» Aim
From the marker text on the encounter at Mountain Green, list each demand, declaration, and offer that the armed party led by Johnson Gardner made after riding into Ogden's camp.

Begin Document segment

Encounter at Mountain Green or Deserter Point

The only hostile encounter between American and British furtrappers — known to history as the encounter at Mountain Green or Deserter Point — occurred in this area between May 23 and 25, 1825. Peter Skene Ogden, one of the most capable and successful brigade leaders of the British Hudson’s Bay Company, camped here after completing an extra-ordinarily successful six day hunt in Ogden’s Hole, the mountain valley located approximately 8 miles north of this site. During that hunt Ofden’s brigade, consisting of 131 persons (including trappers’ squaws and half-breed children), 268 horses and 352 traps, took over 80 prime beaver per day. The brigade’s assignment to this area by Hudson’s Bay officials was part of a determined British policy to make the Oregon Territory unattractive to American trappers by removing all the beaver.

Camped within 100 years of Ogden’s camp was a rowdy bunch of American free trappers who resented the British trappers presence on so-called “American soil.” Under the vocal leadership of Johnson Gardner 25 Americans and 14 Deserters from Ogden’s brigade, all well armed, rode into Ogden’s camp, demanded the removal of the British from American territory, declared freedom and protection to Ogden’s brigade members who would like to join the Americans and offered $3.50 per pound for their pelts which happened to be 8 times the price paid by Hudson’s Bay Company. After two days of such attractive inducements Ogden lost 23 of his free trappers and on 700 pelts to the Americans. To avoid a more extended mutiny and a possible shoot-out with the Americans Ogden broke camp and returned north by the same route he had come. No Hudson’s Bay trapper ever penetrated south of this point.

The irony of this event and the conflicting territorial claims of the American and British trappers was that they were south of Jointly occupied Oregon Territory which lay north of the 42nd parallel. In 1825 all present at this site were trespassers on Mexican Territory which wouldn’t became American until the treaty of Guadalupe Hidalgo in 1848.

This monument is located at the Mountain Green West Bound I-84 Rest Area.

End Document segment
Begin Record list

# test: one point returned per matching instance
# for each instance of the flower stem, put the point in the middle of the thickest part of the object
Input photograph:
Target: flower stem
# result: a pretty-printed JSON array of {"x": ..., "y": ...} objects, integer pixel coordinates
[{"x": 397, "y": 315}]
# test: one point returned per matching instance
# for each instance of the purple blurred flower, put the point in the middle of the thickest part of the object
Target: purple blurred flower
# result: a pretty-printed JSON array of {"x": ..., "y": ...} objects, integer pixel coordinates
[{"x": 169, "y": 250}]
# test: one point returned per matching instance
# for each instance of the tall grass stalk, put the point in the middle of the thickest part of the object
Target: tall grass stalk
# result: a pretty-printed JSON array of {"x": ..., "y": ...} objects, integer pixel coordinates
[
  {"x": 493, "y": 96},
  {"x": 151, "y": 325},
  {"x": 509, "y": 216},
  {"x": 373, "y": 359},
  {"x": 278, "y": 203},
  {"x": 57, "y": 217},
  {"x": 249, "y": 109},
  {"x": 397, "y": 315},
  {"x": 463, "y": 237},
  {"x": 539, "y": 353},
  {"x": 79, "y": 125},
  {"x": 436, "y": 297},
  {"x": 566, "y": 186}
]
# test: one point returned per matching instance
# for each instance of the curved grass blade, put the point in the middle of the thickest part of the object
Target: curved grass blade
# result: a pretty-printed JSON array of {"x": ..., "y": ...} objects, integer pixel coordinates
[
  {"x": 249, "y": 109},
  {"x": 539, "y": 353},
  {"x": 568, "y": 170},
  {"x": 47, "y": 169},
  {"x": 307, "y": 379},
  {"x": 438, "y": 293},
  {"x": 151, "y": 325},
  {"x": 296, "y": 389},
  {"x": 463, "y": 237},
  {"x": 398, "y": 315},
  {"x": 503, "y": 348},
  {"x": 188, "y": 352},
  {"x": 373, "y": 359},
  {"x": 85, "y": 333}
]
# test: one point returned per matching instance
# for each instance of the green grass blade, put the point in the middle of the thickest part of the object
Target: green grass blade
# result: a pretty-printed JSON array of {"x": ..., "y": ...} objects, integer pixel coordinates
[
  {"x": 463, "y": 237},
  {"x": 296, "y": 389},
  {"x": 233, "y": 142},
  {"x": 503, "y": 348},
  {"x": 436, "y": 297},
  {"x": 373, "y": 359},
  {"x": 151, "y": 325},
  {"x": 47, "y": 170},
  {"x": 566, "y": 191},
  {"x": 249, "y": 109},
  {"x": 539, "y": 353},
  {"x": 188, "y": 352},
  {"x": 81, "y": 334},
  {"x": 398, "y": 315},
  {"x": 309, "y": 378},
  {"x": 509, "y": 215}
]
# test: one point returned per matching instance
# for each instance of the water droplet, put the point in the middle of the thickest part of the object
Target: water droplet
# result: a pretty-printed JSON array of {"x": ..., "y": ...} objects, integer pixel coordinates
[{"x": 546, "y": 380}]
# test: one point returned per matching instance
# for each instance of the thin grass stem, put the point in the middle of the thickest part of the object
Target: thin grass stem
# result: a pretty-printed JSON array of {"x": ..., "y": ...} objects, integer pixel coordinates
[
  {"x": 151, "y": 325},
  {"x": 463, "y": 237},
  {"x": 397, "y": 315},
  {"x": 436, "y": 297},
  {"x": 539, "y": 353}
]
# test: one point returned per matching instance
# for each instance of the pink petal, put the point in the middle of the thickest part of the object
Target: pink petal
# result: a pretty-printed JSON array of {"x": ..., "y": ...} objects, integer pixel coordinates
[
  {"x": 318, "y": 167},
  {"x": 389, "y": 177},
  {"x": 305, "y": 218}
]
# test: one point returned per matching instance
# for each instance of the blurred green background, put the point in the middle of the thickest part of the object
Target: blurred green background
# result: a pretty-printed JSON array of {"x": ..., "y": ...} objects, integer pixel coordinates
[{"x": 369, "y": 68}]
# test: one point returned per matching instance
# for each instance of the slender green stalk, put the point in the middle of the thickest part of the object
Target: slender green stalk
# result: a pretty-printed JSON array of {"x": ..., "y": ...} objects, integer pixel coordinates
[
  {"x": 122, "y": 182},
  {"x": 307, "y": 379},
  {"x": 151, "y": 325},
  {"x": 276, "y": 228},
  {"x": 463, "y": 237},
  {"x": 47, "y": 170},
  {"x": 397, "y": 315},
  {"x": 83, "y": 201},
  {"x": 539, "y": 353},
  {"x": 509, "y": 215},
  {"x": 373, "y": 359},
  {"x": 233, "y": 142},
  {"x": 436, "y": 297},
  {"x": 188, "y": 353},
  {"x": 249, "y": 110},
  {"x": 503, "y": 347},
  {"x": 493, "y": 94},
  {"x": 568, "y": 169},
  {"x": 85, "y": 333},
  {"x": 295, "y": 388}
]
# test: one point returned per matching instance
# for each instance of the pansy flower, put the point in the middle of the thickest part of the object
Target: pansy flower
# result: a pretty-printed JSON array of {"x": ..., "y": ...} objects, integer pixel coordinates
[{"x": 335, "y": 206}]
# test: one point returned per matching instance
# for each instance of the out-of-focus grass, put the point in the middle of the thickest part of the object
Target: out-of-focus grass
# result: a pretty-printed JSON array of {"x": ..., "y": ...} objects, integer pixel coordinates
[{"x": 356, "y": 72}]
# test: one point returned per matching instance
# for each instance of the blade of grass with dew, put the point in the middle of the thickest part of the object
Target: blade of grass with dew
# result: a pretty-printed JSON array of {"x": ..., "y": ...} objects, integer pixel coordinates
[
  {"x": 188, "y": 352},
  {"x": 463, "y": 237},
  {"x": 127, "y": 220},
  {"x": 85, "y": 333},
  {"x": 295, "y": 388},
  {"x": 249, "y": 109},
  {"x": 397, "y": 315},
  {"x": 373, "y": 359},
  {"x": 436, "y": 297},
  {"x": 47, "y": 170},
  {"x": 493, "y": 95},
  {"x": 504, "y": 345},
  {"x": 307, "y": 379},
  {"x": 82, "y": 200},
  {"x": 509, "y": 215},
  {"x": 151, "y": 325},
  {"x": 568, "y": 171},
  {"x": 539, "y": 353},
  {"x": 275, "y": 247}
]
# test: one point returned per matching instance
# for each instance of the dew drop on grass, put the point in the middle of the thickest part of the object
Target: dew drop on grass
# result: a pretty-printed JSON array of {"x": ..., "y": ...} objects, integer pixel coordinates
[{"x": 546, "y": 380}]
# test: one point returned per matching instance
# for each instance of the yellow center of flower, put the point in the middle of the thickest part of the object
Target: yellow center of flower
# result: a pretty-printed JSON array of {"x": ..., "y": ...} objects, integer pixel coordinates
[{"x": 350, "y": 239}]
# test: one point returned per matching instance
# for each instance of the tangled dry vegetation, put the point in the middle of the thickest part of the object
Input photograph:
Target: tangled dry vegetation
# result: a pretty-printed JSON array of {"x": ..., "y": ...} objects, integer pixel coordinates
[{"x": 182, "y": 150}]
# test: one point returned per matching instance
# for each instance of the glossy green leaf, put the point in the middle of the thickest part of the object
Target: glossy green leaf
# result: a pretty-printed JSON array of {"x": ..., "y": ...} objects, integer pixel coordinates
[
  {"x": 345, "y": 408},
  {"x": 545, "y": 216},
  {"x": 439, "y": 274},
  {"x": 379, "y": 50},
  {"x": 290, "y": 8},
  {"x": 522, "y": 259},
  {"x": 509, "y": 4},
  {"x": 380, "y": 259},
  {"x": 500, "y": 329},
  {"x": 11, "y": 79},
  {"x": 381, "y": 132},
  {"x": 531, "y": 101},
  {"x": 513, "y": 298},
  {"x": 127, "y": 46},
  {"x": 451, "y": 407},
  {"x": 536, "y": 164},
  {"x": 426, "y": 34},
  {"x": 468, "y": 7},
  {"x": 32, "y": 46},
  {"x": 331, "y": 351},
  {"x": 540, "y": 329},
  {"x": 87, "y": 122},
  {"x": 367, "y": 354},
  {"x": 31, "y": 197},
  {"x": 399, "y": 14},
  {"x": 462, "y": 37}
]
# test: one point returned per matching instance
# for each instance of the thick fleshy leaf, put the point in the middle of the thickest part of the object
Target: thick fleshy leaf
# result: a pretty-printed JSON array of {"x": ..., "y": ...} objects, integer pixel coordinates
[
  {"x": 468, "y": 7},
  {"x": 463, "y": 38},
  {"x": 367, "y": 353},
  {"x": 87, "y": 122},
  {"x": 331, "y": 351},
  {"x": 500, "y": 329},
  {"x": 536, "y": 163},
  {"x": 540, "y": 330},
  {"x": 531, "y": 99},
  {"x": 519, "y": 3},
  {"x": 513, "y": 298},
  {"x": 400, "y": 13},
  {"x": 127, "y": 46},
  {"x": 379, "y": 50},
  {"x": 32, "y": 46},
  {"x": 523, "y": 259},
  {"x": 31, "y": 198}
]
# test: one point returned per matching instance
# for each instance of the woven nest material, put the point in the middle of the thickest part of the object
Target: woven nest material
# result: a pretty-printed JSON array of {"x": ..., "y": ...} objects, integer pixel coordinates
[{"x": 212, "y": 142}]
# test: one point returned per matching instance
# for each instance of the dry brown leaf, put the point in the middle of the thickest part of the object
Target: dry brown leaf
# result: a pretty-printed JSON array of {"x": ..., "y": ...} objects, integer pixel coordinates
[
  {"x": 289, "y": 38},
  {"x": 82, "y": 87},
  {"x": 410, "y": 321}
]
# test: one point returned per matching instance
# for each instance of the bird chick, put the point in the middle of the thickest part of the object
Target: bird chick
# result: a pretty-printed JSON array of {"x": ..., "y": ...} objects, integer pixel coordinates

End Record list

» Full response
- They demanded the removal of the British from American territory.
- They declared freedom and protection for any members of Ogden's brigade who wanted to join the Americans.
- They offered $3.50 per pound for the brigade members' pelts, 8 times the price paid by Hudson's Bay Company.